» Provided records
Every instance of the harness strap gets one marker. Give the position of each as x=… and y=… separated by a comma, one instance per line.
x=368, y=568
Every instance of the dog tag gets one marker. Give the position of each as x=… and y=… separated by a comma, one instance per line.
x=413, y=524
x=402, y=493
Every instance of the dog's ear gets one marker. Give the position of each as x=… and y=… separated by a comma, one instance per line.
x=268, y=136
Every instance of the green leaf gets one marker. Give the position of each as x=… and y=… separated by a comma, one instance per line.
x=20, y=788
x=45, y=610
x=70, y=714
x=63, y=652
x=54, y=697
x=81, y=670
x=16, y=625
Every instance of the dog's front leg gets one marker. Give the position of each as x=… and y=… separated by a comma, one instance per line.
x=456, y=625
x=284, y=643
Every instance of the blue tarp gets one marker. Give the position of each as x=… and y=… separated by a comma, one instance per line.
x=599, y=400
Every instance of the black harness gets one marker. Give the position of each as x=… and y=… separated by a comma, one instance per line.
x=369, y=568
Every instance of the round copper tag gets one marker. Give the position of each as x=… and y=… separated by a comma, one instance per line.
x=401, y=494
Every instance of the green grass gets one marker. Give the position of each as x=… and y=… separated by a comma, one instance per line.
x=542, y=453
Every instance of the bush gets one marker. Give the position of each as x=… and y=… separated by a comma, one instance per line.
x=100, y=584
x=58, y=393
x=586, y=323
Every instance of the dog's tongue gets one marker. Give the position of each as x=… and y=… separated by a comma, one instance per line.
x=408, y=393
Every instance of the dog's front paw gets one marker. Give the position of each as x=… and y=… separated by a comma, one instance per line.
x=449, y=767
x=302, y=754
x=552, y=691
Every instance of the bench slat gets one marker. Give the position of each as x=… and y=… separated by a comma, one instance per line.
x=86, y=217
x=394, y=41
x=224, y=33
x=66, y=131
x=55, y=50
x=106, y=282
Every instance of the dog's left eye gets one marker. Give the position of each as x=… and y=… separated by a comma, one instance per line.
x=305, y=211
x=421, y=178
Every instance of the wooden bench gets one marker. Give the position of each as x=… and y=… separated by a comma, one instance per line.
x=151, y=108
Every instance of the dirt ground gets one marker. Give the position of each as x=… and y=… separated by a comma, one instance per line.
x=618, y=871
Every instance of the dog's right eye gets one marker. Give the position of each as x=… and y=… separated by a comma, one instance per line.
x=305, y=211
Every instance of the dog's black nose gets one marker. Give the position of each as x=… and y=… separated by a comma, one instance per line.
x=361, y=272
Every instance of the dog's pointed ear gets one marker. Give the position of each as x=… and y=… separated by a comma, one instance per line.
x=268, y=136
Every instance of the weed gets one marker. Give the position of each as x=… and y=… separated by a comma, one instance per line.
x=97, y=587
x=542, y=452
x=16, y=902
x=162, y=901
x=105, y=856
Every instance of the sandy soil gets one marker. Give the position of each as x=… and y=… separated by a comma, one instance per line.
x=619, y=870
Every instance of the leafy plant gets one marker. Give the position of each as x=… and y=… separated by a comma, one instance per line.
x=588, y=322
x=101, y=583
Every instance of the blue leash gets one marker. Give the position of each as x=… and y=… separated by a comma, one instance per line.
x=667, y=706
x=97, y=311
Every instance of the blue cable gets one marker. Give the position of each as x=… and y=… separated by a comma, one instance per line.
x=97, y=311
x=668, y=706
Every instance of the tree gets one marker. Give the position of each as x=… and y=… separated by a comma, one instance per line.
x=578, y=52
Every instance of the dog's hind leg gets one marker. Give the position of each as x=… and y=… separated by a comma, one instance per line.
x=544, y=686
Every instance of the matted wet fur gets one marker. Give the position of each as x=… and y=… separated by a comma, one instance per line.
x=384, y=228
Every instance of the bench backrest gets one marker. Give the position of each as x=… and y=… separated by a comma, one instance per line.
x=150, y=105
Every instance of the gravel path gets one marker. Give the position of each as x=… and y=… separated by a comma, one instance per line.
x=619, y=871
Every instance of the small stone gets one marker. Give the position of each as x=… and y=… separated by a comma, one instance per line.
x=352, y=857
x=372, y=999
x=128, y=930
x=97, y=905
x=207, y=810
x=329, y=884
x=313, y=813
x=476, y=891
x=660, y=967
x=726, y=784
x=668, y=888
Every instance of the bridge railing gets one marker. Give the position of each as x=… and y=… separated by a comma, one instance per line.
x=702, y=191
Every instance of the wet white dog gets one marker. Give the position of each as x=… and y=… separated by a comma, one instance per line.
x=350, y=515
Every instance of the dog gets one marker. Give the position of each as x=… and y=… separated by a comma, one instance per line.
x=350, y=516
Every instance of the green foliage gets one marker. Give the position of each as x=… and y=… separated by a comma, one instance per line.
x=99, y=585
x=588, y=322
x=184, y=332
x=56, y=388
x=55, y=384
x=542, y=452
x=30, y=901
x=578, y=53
--
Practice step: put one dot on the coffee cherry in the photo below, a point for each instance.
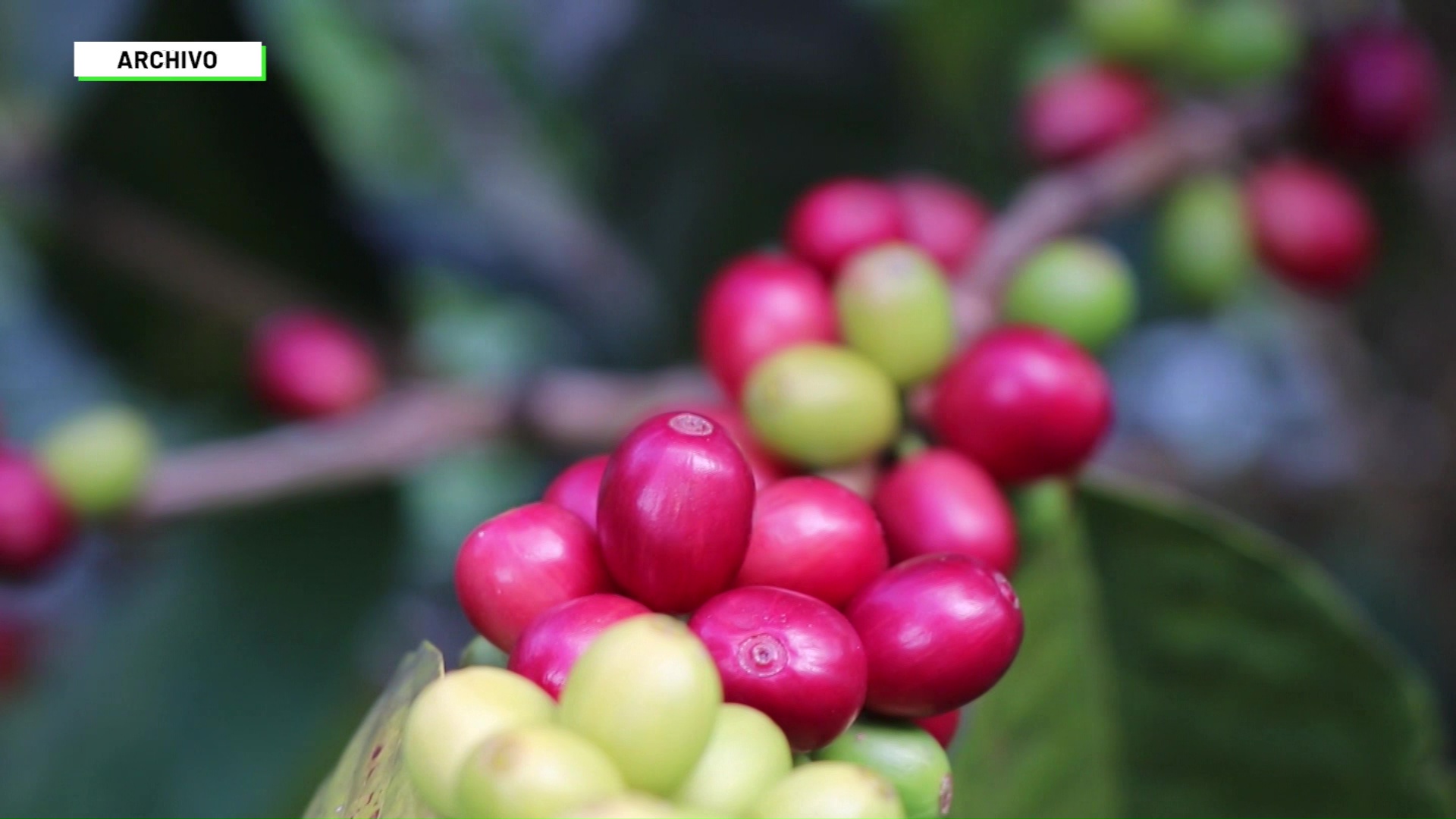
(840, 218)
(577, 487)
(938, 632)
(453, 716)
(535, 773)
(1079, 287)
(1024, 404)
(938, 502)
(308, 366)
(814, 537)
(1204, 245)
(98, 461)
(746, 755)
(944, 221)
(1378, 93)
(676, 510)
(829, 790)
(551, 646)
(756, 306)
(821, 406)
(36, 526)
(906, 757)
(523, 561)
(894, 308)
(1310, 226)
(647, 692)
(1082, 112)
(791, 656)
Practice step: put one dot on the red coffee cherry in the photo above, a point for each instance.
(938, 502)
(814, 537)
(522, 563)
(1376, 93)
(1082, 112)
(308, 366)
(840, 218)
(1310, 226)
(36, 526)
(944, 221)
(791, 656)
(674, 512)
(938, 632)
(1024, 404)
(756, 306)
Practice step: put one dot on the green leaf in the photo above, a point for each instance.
---
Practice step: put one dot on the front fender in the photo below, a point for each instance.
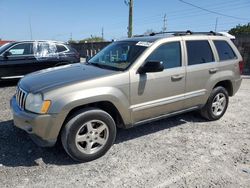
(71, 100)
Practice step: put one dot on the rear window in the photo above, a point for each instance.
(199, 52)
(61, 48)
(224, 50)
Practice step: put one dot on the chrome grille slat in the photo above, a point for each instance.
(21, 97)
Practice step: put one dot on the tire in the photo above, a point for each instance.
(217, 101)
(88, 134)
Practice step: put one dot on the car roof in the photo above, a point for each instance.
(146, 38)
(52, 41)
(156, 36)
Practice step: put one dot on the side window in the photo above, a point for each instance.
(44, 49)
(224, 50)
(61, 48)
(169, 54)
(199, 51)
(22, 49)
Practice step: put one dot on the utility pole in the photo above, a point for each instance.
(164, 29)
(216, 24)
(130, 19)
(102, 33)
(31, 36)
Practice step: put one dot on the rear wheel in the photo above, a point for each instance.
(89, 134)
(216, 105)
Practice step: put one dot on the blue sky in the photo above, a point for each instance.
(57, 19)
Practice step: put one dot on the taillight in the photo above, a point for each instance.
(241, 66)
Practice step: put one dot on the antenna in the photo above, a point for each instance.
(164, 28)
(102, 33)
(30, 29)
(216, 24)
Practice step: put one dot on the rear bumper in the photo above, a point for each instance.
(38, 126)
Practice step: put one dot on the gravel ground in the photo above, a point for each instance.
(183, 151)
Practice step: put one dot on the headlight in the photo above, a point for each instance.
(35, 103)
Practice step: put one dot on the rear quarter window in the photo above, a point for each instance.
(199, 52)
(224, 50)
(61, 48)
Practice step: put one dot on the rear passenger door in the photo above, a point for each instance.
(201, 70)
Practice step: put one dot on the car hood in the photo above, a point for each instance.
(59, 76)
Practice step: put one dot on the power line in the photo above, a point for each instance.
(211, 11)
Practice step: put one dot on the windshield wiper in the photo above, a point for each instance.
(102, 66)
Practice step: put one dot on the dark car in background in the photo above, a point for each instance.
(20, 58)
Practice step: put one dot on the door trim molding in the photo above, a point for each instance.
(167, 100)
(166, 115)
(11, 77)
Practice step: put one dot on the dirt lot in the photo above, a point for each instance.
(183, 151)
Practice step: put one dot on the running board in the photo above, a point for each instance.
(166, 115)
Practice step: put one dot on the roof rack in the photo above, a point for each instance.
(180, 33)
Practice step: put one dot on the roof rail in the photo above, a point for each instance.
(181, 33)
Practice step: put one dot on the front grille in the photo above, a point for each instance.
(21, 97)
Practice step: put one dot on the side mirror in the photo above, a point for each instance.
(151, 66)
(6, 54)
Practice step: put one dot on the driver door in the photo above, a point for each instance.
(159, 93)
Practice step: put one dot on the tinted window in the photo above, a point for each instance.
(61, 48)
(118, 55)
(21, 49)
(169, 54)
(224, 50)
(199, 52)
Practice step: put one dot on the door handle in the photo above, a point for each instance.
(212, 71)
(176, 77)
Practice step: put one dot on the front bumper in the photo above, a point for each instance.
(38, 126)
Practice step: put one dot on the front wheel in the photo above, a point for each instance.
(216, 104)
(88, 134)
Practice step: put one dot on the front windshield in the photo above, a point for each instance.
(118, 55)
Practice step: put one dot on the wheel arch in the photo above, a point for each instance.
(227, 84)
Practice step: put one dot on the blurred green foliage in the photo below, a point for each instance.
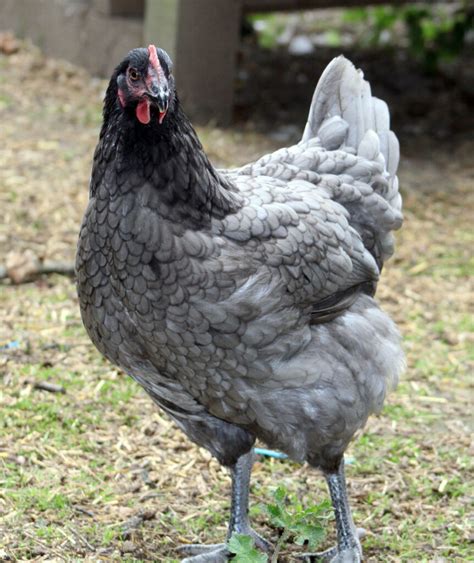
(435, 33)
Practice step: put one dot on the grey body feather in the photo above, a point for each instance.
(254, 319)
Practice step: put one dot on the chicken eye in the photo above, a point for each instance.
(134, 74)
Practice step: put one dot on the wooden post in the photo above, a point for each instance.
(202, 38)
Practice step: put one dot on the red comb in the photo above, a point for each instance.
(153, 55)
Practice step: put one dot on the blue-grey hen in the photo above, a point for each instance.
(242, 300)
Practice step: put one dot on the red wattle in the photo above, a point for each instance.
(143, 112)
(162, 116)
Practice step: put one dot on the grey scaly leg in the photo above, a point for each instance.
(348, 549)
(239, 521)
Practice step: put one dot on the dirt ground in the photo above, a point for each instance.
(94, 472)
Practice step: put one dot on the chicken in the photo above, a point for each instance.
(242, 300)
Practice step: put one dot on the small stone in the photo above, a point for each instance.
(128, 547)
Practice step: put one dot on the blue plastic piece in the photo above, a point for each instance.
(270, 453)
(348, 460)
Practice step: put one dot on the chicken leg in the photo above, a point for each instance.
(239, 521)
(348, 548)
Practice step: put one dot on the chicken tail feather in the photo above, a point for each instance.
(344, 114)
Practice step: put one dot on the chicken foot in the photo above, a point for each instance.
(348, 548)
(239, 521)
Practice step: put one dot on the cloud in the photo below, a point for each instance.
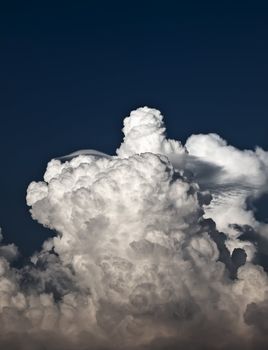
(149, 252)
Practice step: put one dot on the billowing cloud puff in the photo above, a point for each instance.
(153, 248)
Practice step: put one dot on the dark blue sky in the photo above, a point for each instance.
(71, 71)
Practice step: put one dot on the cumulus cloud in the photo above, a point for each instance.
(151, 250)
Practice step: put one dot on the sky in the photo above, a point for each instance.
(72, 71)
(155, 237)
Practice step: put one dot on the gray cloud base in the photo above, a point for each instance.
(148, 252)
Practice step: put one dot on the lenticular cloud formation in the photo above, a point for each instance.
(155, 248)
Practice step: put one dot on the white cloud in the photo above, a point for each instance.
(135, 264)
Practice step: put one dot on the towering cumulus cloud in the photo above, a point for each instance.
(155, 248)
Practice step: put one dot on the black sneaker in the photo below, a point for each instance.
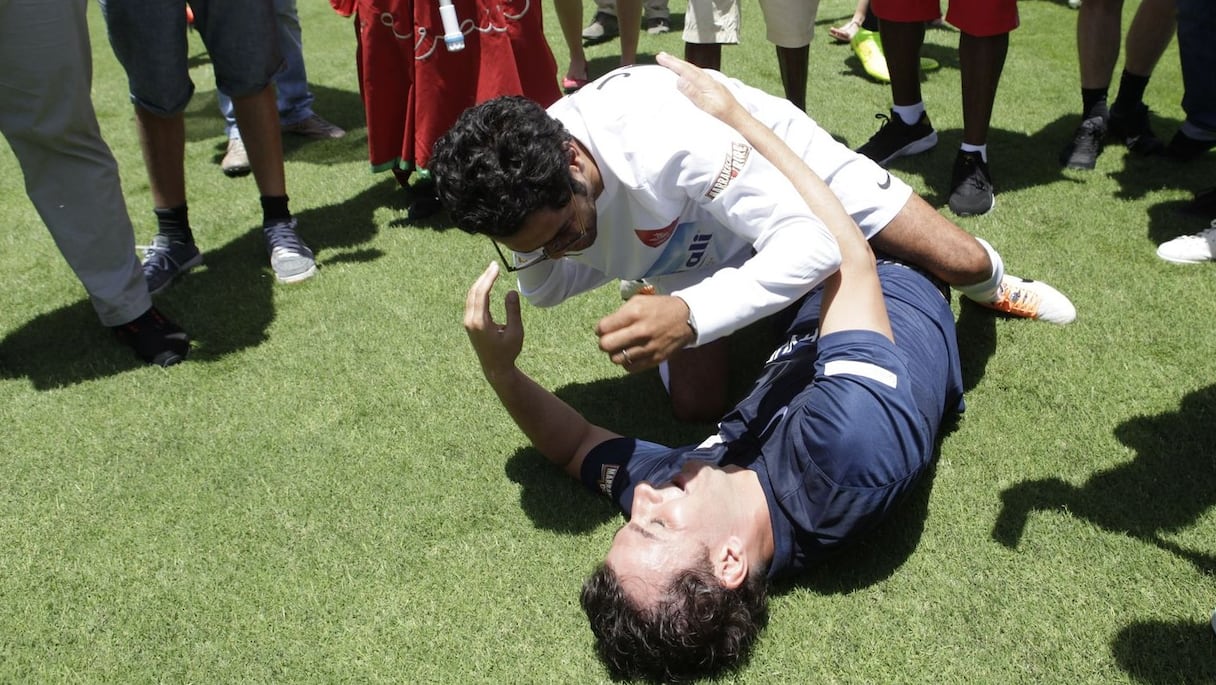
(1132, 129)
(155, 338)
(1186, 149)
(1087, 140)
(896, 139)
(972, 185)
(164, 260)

» Goal
Print the rows between the one containing "Every instance of the sandy" and the one containing "x=619, y=871", inclusive, copying each character for character.

» Exercise solution
Every instance of the sandy soil gets one marker. Give the position of each as x=… and y=… separated by a comma, one instance per line.
x=619, y=870
Every instance of the leafy plant gets one marker. Give the position of each as x=… and y=… separated by a comma, one instance per line.
x=588, y=322
x=101, y=583
Every instance of the blue leash gets one marker. Give the position of each as x=… and y=… separated by a comma, one instance per line.
x=667, y=706
x=97, y=311
Every instance of the blue cable gets one marker. Give the position of each as x=… and y=… separated by a comma, one instance per line.
x=97, y=311
x=668, y=706
Every instance of the tree gets one marker. Give the position of each as x=… and y=… separated by a comma, one instance per line.
x=578, y=52
Every instance of the dog's hind leg gets one marker. Give the position of each as x=… and y=… separated by a comma, one instance per line.
x=544, y=686
Every instance of the matted wet fur gets one marker. Give the position of each as x=… and y=… separated by a comma, one instance per line.
x=384, y=228
Every instance of the bench backrest gets one marker. Give the position of each as x=… and y=… separated by a comma, one instance per line.
x=150, y=105
Every instance of the gravel path gets one marker. Give the position of each as x=… and y=… separated by a comma, one instance per line.
x=619, y=871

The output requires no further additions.